AUFGABE 1:
Zählen Sie, wie viele Zeilen der unten stehenden Datensätze die Zeichenfolge „segment“ enthalten. Geben Sie nur die Zahl an.

ZU LESENDER AUSZUG:
=-=-=

Die Mammonfrage

Ein Bischof beschimpft Menschen, die aus der Kirche austreten - und offenbart damit eine kirchliche Parallelwelt
Foto: Solveig Böhl

Landesbischof Friedrich Kramer hat in einem Interview ohne Not die Mammonfrage gestellt. Er sollte sie beantwortet bekommen. Die Antwort hat mehrere Teile und wird ihn vermutlich bereuen lassen, mit der Büchse der Pandora zu spielen.

Vor einigen Jahren wurde in der Kita unserer Tochter die Frage diskutiert, ob der Essensbeitrag um sieben Euro pro Monat angehoben werden sollte, um die tägliche Rohkostplatte auf Bio umstellen zu können. Auf den Fluren war die Haltung der Eltern eindeutig: die Gesundheit unserer Kinder sollte uns diese paar Euro schon wert sein! Die Kitaleitung schien die Stimmung allerdings besser einzuschätzen und bestand auf einer geheimen Abstimmung. Tatsächlich stimmten fast 40 Prozent gegen die Erhöhung. Das waren all jene, die sich an der Diskussion auf den Fluren nicht beteiligt hatten.

War diesen Eltern die Gesundheit ihrer Kinder also keine sieben Euro wert? Natürlich nicht! Deshalb bedeutete die Debatte um Biorohkost für einen erheblichen Teil der jungen Eltern auch eine doppelte Kränkung: sie wurden nicht nur an ihre eigene prekäre Situation erinnert, in der sieben Euro tatsächlich eine reale finanzielle Belastung bedeuteten – sie spürten zugleich noch den unterschwelligen Vorwurf, für ihre Kinder nicht das Beste zu wollen.

=-=-=

GEGEBENE INFORMATIONEN:
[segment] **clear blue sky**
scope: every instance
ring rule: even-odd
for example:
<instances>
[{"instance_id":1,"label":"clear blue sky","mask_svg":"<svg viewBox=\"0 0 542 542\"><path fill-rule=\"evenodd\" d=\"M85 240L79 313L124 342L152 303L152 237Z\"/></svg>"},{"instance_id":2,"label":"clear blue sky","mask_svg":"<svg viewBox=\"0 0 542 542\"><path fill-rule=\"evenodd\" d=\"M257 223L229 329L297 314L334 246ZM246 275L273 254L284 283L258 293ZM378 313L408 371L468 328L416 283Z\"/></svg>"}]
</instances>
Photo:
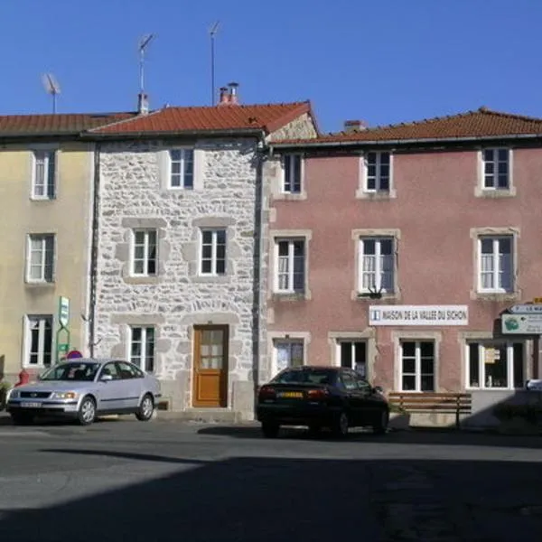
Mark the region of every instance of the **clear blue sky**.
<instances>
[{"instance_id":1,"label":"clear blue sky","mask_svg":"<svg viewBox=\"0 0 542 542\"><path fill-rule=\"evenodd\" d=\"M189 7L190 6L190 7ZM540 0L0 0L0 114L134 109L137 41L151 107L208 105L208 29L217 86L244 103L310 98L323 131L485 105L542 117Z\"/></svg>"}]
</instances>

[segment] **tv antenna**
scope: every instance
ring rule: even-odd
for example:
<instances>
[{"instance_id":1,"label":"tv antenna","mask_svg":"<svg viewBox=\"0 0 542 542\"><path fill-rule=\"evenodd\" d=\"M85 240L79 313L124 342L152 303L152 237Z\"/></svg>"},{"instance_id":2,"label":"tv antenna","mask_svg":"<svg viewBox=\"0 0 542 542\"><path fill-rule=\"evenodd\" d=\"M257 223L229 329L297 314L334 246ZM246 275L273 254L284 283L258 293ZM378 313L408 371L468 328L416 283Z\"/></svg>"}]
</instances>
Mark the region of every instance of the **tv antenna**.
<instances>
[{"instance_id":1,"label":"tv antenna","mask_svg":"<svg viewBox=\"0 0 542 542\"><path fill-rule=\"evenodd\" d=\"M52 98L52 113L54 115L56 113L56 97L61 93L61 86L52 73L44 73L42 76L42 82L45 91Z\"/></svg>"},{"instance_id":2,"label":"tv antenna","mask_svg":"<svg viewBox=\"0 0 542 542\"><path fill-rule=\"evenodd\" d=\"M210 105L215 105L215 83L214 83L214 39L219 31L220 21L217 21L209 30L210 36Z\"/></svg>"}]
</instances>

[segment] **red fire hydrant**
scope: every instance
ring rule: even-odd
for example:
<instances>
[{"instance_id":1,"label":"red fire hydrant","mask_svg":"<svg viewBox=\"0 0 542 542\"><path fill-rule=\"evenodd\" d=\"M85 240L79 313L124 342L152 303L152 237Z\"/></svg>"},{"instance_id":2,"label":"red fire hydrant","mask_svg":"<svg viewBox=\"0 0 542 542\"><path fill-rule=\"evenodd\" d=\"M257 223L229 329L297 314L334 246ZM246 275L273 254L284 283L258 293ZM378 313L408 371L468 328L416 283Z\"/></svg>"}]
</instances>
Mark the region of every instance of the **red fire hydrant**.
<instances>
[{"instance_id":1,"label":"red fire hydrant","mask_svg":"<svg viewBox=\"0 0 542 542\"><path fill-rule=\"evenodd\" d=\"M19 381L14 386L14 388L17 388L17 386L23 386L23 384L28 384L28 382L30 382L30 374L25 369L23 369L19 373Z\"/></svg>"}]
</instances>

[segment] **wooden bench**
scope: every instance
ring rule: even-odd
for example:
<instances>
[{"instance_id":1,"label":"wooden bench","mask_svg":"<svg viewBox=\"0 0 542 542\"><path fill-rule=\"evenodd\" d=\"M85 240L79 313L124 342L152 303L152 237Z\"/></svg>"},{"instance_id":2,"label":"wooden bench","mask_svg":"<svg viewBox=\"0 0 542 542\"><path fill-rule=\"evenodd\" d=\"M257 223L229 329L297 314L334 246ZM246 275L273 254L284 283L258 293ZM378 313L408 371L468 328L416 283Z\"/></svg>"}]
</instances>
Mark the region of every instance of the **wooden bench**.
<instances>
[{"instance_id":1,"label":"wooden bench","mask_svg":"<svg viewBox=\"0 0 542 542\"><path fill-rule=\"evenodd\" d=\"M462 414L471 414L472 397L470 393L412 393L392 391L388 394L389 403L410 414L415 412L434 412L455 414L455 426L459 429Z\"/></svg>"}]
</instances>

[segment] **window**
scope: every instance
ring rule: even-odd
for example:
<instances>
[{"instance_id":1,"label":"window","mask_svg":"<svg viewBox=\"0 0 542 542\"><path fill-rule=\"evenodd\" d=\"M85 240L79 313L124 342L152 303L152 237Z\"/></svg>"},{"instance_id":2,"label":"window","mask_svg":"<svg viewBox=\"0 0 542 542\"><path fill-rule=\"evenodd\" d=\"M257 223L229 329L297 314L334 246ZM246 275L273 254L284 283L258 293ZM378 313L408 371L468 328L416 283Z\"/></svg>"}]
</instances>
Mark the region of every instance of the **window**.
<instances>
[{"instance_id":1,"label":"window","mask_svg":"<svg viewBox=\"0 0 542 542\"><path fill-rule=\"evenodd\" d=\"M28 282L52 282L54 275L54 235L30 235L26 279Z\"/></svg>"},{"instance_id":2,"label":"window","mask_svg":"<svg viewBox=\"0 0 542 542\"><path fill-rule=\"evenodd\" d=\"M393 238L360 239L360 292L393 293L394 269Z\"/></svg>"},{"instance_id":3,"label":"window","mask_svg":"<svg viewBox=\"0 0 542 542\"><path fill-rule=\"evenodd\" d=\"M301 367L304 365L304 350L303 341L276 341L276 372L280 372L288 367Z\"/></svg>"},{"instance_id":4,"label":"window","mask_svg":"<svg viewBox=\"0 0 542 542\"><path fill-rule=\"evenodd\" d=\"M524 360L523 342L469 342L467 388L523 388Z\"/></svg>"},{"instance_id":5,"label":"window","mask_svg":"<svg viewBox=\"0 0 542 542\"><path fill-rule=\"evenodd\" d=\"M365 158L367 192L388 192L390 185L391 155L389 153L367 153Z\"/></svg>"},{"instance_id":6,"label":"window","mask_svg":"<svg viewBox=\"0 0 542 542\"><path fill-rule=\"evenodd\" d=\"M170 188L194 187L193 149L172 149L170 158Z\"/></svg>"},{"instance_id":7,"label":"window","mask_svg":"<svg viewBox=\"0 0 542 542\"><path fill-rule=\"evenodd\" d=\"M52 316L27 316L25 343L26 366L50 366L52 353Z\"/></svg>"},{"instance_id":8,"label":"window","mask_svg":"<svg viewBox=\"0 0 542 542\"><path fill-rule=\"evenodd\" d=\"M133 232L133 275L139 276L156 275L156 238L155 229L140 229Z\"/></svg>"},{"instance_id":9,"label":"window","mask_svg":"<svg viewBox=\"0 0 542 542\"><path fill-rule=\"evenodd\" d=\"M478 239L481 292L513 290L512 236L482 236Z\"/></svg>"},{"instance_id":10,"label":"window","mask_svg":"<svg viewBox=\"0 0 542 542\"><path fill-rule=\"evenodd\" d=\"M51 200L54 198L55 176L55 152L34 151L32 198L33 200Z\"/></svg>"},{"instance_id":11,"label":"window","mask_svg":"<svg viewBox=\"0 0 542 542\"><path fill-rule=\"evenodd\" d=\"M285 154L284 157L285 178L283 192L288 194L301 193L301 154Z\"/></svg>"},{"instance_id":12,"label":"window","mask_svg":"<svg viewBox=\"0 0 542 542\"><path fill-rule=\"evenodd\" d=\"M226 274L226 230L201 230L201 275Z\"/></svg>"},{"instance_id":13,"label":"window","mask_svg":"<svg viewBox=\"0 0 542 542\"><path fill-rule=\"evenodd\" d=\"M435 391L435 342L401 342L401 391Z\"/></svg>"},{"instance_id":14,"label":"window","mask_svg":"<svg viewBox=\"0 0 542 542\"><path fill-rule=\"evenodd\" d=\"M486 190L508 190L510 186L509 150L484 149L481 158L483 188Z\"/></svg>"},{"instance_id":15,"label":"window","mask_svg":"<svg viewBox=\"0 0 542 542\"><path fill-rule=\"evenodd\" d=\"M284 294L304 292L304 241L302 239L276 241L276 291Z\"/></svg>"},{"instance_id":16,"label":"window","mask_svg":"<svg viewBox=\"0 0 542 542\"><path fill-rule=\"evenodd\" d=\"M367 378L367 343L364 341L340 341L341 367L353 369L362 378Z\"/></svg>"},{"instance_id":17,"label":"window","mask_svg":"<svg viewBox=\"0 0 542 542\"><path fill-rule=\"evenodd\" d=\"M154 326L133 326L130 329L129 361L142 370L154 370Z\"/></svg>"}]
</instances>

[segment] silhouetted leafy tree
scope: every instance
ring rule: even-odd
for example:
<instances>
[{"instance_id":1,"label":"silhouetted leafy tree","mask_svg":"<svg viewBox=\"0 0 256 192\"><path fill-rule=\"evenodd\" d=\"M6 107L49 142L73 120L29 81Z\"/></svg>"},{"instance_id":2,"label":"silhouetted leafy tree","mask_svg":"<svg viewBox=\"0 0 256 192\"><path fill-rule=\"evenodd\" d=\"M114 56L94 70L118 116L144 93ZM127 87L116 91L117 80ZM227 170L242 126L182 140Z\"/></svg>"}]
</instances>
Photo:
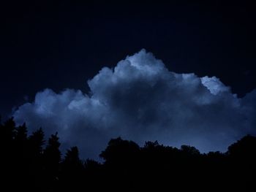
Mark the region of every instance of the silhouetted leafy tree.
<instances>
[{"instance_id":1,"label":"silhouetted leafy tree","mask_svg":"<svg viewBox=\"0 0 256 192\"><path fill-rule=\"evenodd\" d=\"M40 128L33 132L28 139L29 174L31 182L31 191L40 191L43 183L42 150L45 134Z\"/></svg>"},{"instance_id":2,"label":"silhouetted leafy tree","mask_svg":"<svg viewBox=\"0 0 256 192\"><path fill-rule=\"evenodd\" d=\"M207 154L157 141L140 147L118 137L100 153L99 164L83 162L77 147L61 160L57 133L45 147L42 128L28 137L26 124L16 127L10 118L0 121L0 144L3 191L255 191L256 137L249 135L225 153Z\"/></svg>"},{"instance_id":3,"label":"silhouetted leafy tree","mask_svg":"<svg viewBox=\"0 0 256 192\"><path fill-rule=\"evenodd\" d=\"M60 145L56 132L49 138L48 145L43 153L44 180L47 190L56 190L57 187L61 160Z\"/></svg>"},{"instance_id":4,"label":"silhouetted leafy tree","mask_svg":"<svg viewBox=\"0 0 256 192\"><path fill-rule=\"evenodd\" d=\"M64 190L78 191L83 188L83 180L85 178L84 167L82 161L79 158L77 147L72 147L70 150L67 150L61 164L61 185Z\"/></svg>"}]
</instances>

=-=-=

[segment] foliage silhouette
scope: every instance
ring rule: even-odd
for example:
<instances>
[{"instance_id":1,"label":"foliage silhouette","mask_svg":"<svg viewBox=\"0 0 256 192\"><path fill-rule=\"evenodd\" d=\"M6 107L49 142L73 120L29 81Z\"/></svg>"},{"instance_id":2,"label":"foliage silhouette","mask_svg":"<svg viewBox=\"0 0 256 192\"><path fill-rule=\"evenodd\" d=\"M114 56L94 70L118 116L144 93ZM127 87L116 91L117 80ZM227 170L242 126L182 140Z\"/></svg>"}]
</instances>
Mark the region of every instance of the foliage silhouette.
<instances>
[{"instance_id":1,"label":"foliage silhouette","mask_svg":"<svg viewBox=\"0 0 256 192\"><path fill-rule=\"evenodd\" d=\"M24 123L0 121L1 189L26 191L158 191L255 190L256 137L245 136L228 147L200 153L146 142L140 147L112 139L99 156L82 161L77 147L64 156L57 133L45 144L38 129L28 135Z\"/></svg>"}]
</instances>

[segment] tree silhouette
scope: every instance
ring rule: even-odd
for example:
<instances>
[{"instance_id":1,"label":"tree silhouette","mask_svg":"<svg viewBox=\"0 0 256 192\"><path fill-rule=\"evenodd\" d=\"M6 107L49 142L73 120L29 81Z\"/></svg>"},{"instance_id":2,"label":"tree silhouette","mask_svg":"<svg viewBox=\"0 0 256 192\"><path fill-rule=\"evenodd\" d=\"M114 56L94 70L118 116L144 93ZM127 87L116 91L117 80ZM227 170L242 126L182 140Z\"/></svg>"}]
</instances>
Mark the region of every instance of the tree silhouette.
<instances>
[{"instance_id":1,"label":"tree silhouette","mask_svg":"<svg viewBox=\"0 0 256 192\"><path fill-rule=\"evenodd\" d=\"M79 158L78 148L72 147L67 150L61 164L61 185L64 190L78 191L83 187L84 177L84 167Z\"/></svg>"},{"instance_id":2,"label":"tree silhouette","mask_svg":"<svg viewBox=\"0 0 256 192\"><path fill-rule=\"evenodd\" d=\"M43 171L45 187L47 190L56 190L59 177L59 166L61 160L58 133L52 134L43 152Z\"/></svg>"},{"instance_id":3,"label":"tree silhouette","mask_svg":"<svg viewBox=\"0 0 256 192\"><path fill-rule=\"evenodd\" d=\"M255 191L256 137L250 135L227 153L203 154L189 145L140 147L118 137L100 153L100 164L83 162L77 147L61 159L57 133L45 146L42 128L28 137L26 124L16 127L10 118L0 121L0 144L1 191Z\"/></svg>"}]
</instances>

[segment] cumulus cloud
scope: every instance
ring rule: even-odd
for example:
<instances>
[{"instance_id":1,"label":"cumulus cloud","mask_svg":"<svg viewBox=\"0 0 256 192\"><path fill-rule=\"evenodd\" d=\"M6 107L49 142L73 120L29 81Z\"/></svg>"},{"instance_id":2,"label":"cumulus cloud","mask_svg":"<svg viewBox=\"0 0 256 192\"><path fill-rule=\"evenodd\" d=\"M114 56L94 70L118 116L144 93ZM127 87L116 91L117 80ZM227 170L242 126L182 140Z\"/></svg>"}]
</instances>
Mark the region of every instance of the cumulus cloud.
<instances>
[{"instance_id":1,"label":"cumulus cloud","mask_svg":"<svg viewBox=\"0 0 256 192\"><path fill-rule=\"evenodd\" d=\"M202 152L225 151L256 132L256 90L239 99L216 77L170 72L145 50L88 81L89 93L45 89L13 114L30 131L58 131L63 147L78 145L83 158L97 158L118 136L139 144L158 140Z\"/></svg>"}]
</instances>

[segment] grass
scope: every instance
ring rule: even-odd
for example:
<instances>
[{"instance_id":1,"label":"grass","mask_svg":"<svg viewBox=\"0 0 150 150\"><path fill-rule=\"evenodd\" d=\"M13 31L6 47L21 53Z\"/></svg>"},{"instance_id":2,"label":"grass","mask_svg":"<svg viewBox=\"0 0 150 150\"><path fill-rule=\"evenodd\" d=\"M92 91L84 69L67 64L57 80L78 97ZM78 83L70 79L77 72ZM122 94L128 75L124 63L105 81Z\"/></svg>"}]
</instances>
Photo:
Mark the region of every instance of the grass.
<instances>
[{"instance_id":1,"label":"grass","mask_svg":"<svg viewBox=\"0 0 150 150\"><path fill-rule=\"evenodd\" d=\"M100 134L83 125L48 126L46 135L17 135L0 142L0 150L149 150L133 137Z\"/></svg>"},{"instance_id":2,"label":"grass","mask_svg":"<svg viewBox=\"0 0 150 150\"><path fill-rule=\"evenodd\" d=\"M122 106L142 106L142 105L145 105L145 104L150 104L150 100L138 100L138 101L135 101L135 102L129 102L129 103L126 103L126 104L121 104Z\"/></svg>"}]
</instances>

=-=-=

AUFGABE 2:
Stimmen die folgenden Aussagen mit dem Auszug über die Mammonfrage überein? Antworten Sie jeweils mit Ja oder Nein und zitieren Sie die entscheidenden Worte des Auszugs wörtlich.
(a) In der Kita wurde erwogen, den Essensbeitrag um sieben Euro pro Monat anzuheben.
(b) Über die Erhöhung wurde offen auf den Fluren abgestimmt.
(c) Fast 40 Prozent stimmten gegen die Erhöhung.

ANTWORT 1:
10

ANTWORT 2:
(a) Ja: „ob der Essensbeitrag um sieben Euro pro Monat angehoben werden sollte“
(b) Nein: „bestand auf einer geheimen Abstimmung“
(c) Ja: „Tatsächlich stimmten fast 40 Prozent gegen die Erhöhung.“